Exercise task
Copy out the listing below word for word, leaving the pictures out of your answer.

Record excerpts
- - - - -

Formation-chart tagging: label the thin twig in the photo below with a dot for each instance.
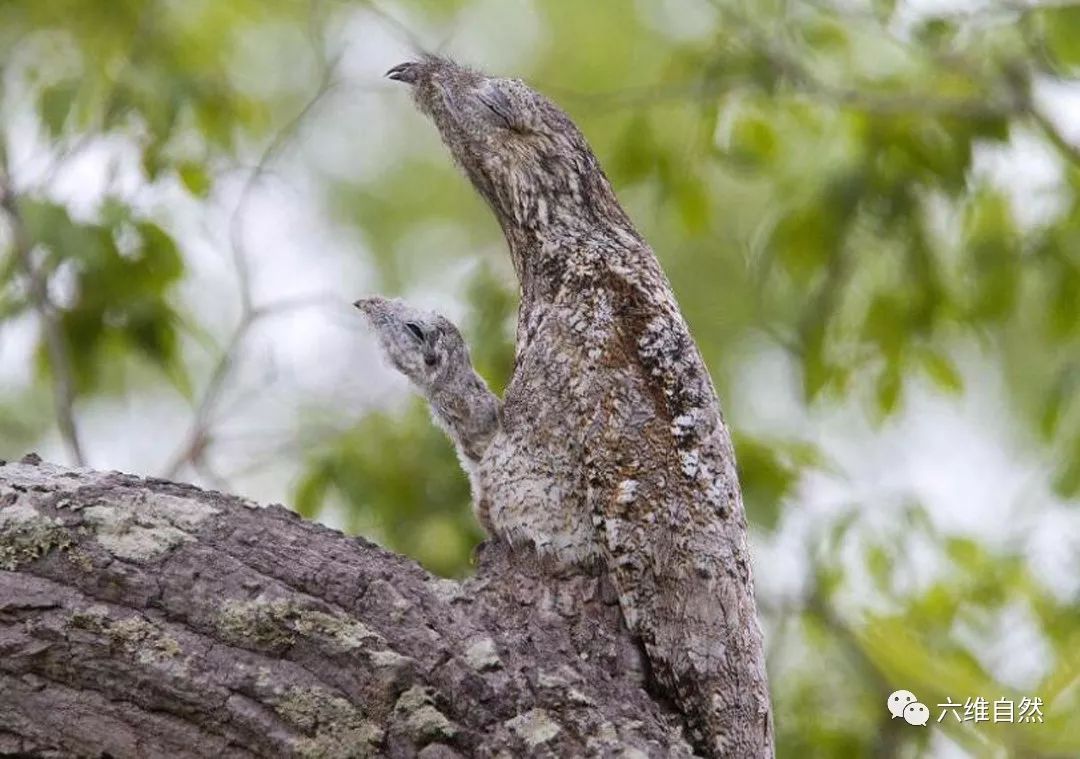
(59, 362)
(199, 434)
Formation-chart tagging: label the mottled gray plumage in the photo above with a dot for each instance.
(429, 350)
(611, 445)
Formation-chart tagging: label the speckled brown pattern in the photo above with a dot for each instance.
(612, 446)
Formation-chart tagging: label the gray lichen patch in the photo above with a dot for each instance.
(281, 623)
(482, 655)
(336, 729)
(534, 727)
(134, 635)
(142, 526)
(423, 722)
(259, 622)
(27, 534)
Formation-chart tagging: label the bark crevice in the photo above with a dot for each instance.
(143, 618)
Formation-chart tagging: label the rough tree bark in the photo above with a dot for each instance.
(143, 618)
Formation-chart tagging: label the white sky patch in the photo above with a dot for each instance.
(1029, 171)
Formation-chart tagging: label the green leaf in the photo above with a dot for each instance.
(941, 369)
(55, 106)
(196, 178)
(890, 387)
(1062, 26)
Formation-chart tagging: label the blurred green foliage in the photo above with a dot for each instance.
(810, 176)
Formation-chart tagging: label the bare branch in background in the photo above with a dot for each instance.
(59, 362)
(196, 443)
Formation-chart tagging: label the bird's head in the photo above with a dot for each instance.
(521, 151)
(423, 346)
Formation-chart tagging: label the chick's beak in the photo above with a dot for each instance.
(407, 72)
(369, 306)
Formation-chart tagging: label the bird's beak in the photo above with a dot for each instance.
(369, 306)
(407, 72)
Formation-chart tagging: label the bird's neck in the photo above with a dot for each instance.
(542, 255)
(466, 408)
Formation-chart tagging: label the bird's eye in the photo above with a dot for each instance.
(415, 329)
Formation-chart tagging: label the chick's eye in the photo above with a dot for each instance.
(415, 329)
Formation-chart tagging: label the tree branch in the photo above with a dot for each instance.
(59, 362)
(142, 618)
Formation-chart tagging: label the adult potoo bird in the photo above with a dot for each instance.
(612, 445)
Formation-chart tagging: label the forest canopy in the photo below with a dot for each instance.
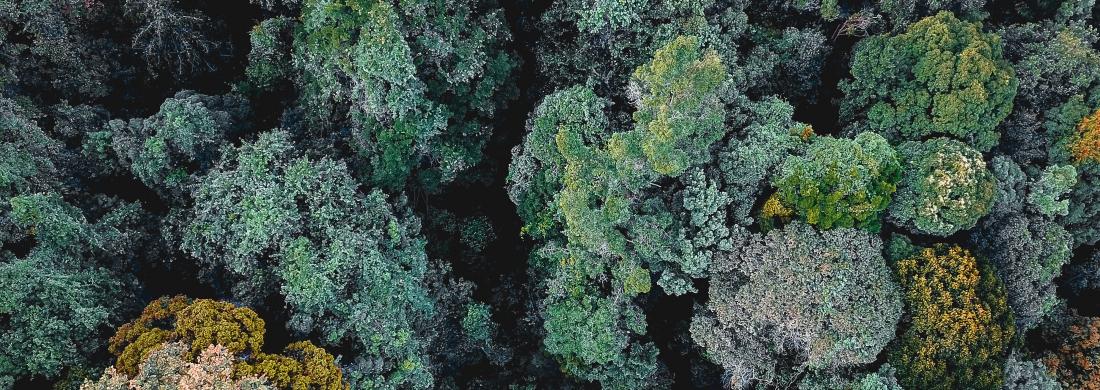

- - - - -

Expected output
Formation-chart tagging: label the thin twig in the photo below with a dot for each instance.
(59, 362)
(199, 434)
Formation-chart tagging: label the mottled gray plumage in the photo above with a dot for each instance.
(429, 350)
(611, 445)
Formation-chart tagging: label the speckled brown pattern in the photo above with a dot for each instance.
(612, 446)
Formation-chart tagging: label the gray lichen patch in the photo above with a dot for each instance.
(281, 623)
(482, 655)
(336, 729)
(534, 727)
(134, 635)
(142, 526)
(423, 722)
(259, 622)
(27, 534)
Formation-chart tagging: label the bark crevice in the photo above with a dot for each instance.
(143, 618)
Formation-chart tagging: label the rough tree bark in the photo above with a dot for each instance.
(143, 618)
Formation-chart tagging: label the white sky patch in the photo above with a dot for each instance.
(1029, 171)
Formation-chart tagging: label the green leaf in the photo above with a dot for each instance.
(941, 369)
(55, 106)
(196, 178)
(890, 387)
(1062, 26)
Formation-chart tagging: label the blurred green foliage in the photo above with a dot for each instance.
(810, 176)
Formation-chart tagging: label the bare branch in background in the photo above with a dot for each instance.
(59, 362)
(196, 443)
Formation-chart tagging: label the bird's head in the photo above with a dot for each instance.
(521, 151)
(423, 346)
Formation-chart tagging: label the chick's beak in the photo above with a dot for each instance.
(407, 72)
(369, 306)
Formation-chart tagging: label the bird's beak in the photo above with a dot for each instance.
(369, 306)
(407, 72)
Formation-chart tagging: label the bird's neck in the photo above with a dot for each instance.
(542, 255)
(466, 408)
Formation-chart tagging: label the bird's eye in the photo above with a dot for each instance.
(415, 329)
Formation-chart tagging: label the chick's eye in the photo above with a dot for each instance.
(415, 329)
Formation-chart tagging: label the tree branch in the photo above with a dot for each instance.
(59, 362)
(142, 618)
Formation-chart tagging: label the adult potoo bird in the photo above with a dot for each instance.
(612, 445)
Formation-chart tagging: label the forest canopy in the photo below with a dot for each instance.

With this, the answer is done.